----- Provided records -----
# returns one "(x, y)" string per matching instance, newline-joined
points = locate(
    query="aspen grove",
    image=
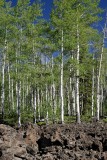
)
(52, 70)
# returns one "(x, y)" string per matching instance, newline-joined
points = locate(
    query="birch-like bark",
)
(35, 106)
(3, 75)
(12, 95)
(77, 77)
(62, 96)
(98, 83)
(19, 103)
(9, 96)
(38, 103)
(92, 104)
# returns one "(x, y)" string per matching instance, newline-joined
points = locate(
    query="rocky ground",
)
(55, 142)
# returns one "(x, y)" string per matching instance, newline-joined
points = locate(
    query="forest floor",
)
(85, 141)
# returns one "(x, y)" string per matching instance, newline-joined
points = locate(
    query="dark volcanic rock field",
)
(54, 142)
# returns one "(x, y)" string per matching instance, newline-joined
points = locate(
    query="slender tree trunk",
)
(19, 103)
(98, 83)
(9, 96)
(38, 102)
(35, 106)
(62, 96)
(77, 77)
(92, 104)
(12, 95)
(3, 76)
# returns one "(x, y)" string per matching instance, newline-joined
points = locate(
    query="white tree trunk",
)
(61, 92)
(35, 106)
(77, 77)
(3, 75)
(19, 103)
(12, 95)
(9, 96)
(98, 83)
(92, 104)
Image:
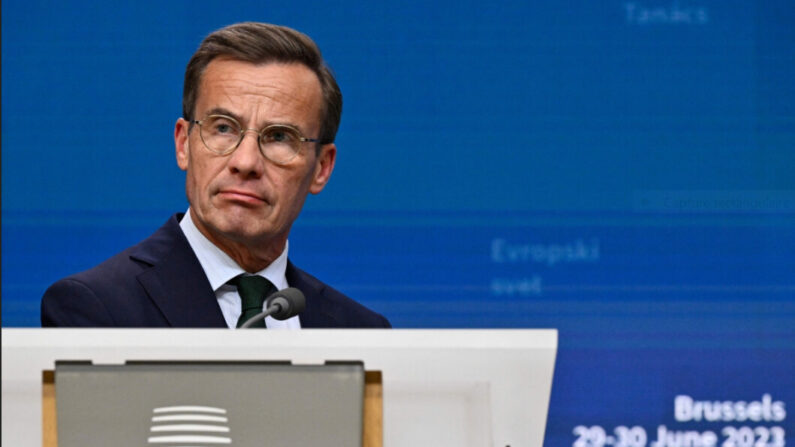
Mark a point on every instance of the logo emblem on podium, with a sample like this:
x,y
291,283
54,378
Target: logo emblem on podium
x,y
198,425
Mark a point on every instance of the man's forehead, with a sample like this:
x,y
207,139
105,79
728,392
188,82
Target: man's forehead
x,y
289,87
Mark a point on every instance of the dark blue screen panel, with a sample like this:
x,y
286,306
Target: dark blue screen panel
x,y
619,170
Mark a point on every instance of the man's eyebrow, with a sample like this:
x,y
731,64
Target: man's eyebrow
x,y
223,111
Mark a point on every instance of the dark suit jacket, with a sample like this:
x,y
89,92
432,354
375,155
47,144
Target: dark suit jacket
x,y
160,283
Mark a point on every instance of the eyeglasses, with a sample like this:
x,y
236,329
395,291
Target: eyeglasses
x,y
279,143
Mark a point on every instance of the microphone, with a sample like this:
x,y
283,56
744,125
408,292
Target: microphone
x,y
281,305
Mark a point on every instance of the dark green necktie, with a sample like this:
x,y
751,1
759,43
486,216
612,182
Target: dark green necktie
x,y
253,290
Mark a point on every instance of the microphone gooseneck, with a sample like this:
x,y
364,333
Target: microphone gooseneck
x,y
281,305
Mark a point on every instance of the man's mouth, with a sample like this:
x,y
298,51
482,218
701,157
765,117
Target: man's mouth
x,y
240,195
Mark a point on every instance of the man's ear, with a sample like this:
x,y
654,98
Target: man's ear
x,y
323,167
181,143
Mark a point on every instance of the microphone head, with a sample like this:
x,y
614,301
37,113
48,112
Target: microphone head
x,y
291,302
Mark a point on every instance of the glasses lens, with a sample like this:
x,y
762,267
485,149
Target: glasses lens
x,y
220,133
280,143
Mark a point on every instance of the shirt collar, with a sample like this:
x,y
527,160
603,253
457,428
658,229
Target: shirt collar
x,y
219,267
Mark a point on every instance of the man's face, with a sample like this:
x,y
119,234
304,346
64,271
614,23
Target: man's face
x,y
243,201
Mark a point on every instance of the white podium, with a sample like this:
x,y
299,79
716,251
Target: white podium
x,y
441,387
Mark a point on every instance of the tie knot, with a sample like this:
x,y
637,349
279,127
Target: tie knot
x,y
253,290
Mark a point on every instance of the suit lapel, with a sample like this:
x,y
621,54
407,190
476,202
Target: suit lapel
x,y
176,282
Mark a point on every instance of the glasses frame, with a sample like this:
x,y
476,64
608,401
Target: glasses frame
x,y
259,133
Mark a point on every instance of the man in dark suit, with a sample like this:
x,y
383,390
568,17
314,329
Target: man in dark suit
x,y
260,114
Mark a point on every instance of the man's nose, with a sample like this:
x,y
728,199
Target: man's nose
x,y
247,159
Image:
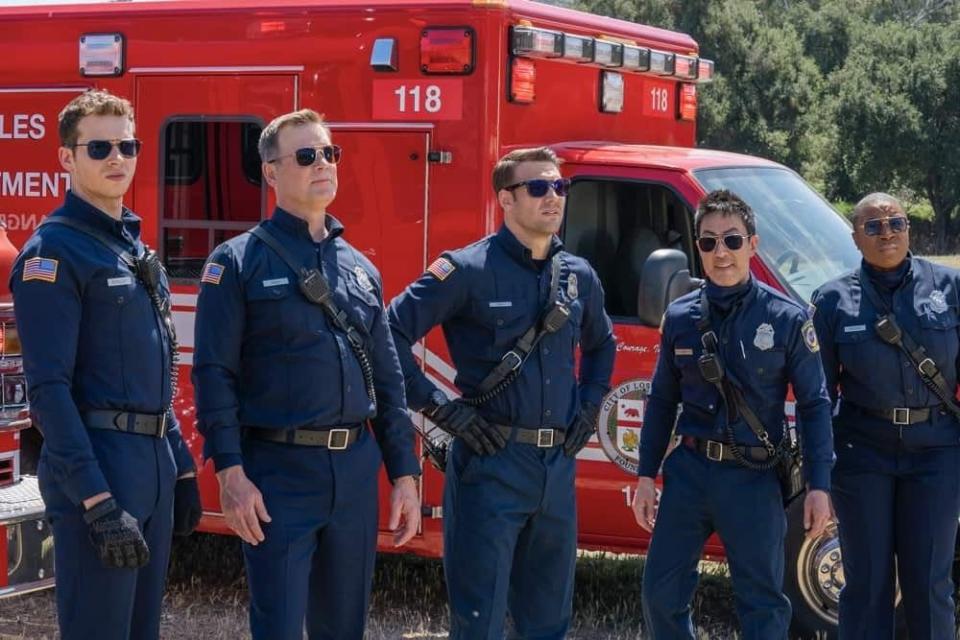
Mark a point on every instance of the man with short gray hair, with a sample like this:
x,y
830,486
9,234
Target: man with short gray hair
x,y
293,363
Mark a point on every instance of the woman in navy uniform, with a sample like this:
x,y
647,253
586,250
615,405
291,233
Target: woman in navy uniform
-----
> [Exercise requirements] Only lines with the word "query" are wanted. Find and copy them from the records above.

> [Your response]
    query="aspen grove",
    query="birch-like bark",
    query="rocky ground",
    query="forest floor",
    query="dark volcanic rock field",
    query="slender tree trunk",
    query="white tree trunk",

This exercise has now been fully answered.